EXTRAIT DU DOCUMENT
====
20 J’ai trouvé utile le document présenté par le défendeur le 15 décembre 2009 pour établir les faits entourant l’enquête examinée ici. À ce document sont joints les renseignements au sujet de NSI (annexe « A »), le mandat de l’enquête (annexes « B » et « C ») et le rapport d’enquête et d’analyse daté du 14 octobre 2009 (annexe « E » ou « rapport Mattern »).

21 Quatre représentants de l’IPFPC — Siddiq Ansair, Geoff Kendell, Kathleen Kerr et Stephen Lee — ont déposé des plaintes de harcèlement auprès de l’IPFPC au sujet d’un courriel envoyé par Mme Bremsak le 22 mars 2009 et au sujet de la conduite de la plaignante et de son représentant, John Lee, le ou vers le 3 juin 2009, lors d’une réunion syndicale du chapitre de Vancouver et du chapitre de l’Agence du revenu du Canada de l’IPFPC. L’IPFPC a retenu les services de M. Mattern (l’« enquêteur ») le ou vers le 4 mai 2009 et de nouveau le 11 juin 2009, pour qu’il enquête sur les plaintes de harcèlement.

22 Le présumé harcèlement s’est produit lorsque la plaignante était suspendue de ses fonctions de membre de l’exécutif de l’IPFPC, conformément à la Politique. La Commission a rendu une décision concernant la Politique dans 2009 CRTFP 64 le 29 mai 2009, dans Veillette. À l’époque, la Commission n’avait pas encore émis de décision au sujet des plaintes de la fonctionnaire s’estimant lésée, ce qu’elle a fait dans 2009 CRTFP 103, le 26 août 2009. Une des doléances de la fonctionnaire s’estimant lésée à l’égard de l’IPFPC est qu’elle aurait dû être rétablie dans ses fonctions de membre de l’exécutif de l’IPFPC immédiatement après qu’une décision avait été prise dans Veillette.

23 L’IPFPC a une politique consistant à enquêter sur les plaintes de harcèlement. Cette politique n’a pas été fournie dans la présente procédure. Il n’est pas nécessaire pour moi de l’examiner de façon détaillée. J’accepte, aux fins de la présente décision, qu’il était du devoir de l’IPFPC d’enquêter sur les plaintes de harcèlement déposées par un membre à l’encontre d’un autre membre.
====
TRAVAIL À FAIRE
A - Nommez tous les représentants de l'IPFPC qui, d'après l'extrait sur l'enquête de harcèlement, ont déposé des plaintes de harcèlement.
B - Poursuivez l'extrait sur l'enquête de harcèlement à partir de la phrase qui le termine.
Les lignes qui suivent proviennent d'une autre source.

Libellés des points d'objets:
====
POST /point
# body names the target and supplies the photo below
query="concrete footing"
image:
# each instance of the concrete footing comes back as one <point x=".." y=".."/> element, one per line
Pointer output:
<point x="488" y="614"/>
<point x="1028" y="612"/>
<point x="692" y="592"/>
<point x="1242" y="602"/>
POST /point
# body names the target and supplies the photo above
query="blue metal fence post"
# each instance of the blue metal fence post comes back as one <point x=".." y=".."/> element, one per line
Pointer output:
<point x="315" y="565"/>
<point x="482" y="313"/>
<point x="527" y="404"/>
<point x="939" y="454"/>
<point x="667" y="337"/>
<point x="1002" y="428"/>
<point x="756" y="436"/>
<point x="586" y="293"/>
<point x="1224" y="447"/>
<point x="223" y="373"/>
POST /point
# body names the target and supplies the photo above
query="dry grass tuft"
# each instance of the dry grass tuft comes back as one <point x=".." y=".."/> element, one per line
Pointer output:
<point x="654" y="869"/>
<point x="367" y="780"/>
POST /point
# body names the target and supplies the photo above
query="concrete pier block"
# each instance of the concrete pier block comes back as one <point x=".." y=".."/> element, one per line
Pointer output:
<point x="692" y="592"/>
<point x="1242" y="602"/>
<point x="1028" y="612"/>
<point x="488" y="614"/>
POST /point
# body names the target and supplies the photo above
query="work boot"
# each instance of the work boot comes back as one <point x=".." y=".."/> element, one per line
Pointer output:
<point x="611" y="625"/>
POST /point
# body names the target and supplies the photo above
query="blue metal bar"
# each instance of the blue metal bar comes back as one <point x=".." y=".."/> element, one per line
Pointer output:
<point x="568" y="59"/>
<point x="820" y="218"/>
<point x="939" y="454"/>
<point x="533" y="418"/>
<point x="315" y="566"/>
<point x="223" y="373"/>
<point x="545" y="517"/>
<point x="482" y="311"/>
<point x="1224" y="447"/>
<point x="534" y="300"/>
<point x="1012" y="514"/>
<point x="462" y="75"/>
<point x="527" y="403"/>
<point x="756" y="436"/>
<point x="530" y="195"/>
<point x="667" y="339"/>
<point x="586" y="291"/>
====
RÉPONSES DANS L'ORDRE
A - Siddiq Ansair, Geoff Kendell, Kathleen Kerr et Stephen Lee.

B -
24 Le ou vers le 4 mai et le 11 juin 2009, l’IPFPC a retenu les services de NSI et de M. Mattern pour qu’ils ouvrent une enquête en leur confiant un mandat. Il est clair que le nom « NSI » est une marque de commerce utilisée par M. Mattern et qu’il ne s’agit pas d’une entreprise ou d’une personne ayant une identité juridique distincte de lui. Son objectif, tel qu’énoncé dans les deux mandats, était d’enquêter sur les infractions alléguées à la politique de lutte contre le harcèlement de l’IPFPC et de communiquer ses conclusions au secrétaire exécutif et au conseiller général de l’IPFPC. Le mandat précisait que l’enquêteur avait la discrétion de mener une enquête appropriée compte tenu des circonstances mais ne pouvait le faire d’une manière arbitraire ou discriminatoire ou en faisant preuve de mauvaise foi. En particulier, l’instruction suivante était fournie à l’enquêteur (annexe « B » du document déposé le 15 décembre 2009) : [traduction] « En outre, il est entendu que l’enquêteur enquêtera sur les faits entourant les plaintes et ne fera aucune recommandation. » Le mandat était limité à la tenue d’une enquête portant sur les faits et n’habilitait pas l’enquêteur à prendre une quelconque mesure à l’endroit de la plaignante.

25 Le rapport Mattern a confirmé qu’il y avait des preuves pour certains des incidents de harcèlement impliquant la plaignante et son représentant alors que pour d’autres, il n’y en avait pas. Le rapport ne contient aucune recommandation.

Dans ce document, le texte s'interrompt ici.